Data provided
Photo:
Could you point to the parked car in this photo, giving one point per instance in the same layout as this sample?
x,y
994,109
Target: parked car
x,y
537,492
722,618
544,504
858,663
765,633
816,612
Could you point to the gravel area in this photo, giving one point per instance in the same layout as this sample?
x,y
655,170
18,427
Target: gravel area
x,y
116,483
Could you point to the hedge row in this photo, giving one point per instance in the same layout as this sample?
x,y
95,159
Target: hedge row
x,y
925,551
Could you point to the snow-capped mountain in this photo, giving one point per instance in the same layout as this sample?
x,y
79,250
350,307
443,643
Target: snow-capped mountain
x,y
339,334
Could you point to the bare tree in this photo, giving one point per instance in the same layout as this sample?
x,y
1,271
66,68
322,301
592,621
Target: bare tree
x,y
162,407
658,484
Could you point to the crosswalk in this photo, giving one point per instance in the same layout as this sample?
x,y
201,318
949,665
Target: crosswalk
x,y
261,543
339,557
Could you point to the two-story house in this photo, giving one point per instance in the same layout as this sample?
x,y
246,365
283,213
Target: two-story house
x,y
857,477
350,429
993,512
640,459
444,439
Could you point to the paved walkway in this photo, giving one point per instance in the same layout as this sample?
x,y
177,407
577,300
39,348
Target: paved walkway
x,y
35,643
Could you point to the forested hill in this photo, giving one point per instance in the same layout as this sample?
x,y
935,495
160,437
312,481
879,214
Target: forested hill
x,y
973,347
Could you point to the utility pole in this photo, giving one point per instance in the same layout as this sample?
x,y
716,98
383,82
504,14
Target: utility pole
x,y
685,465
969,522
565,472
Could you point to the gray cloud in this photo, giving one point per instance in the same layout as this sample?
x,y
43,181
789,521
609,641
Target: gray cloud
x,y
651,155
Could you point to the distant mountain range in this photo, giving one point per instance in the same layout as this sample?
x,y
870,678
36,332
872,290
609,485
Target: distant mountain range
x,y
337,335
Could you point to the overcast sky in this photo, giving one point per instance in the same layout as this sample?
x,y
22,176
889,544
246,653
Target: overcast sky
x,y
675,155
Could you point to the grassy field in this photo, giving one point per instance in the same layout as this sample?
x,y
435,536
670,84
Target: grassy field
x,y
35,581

Task goal
Reproduce each record exactly as it appears.

Final answer
Photo:
Could you point to the parked car in this photo, giving one point per instance in the same layout as this sample?
x,y
994,109
Target: parked car
x,y
537,492
722,618
544,504
858,663
765,633
816,612
Could you point to the gravel area in this photo, giving one point per instance in the same layout as this sample?
x,y
655,170
18,427
Target: gravel area
x,y
116,483
Could you point to the hedge row in this photo, giving one point per instance in the same layout as this sample?
x,y
95,159
Target: hedge row
x,y
925,551
Could you point to the snow-capped mountain in this photo, giving one point per instance in the same layout as this sample?
x,y
79,250
350,307
443,643
Target: snow-capped mountain
x,y
339,334
Could you point to the bare tree in this photo, giving one point per instance in the same layout as this sample?
x,y
1,271
66,68
322,301
592,621
Target: bare tree
x,y
162,407
658,484
Could you point to the crosswalk in this photo, giving one point per instance in the same layout as this sample?
x,y
201,318
949,665
Target: crosswalk
x,y
261,543
339,557
Could you point to the two-story house in this photo, giving one point per instance in the same layout as this sample?
x,y
246,365
283,213
Target: two-story house
x,y
857,477
350,429
993,512
640,459
444,439
Could you point to the paved walkway in this photo, giving one point per instance in the same layout as this sample?
x,y
177,407
577,300
39,348
Target: paved walkway
x,y
35,643
Could you point to the forested hill in this photo, giving one point per instance in the same layout as this sample?
x,y
935,495
160,437
312,481
879,214
Target: forested hill
x,y
973,347
Could you point to the utility pole in this photo, giving one point per instance in the same layout as this sample?
x,y
716,98
383,82
504,14
Target: utility pole
x,y
685,465
969,522
565,472
Could you point to the gray cloud in this photo, giving one point per instance in the same layout as this sample?
x,y
43,181
789,521
609,641
Target: gray cloud
x,y
651,155
Could you point to the distant mountain range in this photo, giving one point per instance in the same layout as this sample?
x,y
870,678
36,332
872,290
609,485
Target: distant mountain range
x,y
337,335
Could you point to the overcast sky in this photo, giving one point per instance in the same layout as this sample?
x,y
22,176
889,544
246,653
Target: overcast sky
x,y
675,155
Could you point to the grassy field in this photo, giving one point per instance in the same layout as this sample?
x,y
435,536
670,84
Target: grassy field
x,y
35,581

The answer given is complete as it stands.